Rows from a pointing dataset
========================================

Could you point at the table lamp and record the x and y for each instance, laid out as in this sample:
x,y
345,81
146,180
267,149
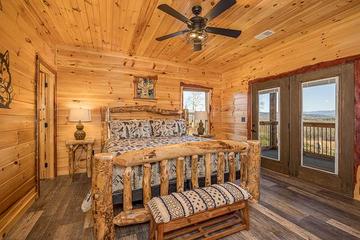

========================================

Aim: Give the lines of the listing above as a JSON list of strings, one string per line, with blank lines left out. Leave the pictures out of the answer.

Written solution:
[
  "Could you point at the table lamp and record the x and y for each instance, laid out as in this sample:",
  "x,y",
  "345,81",
  "146,180",
  "267,149"
]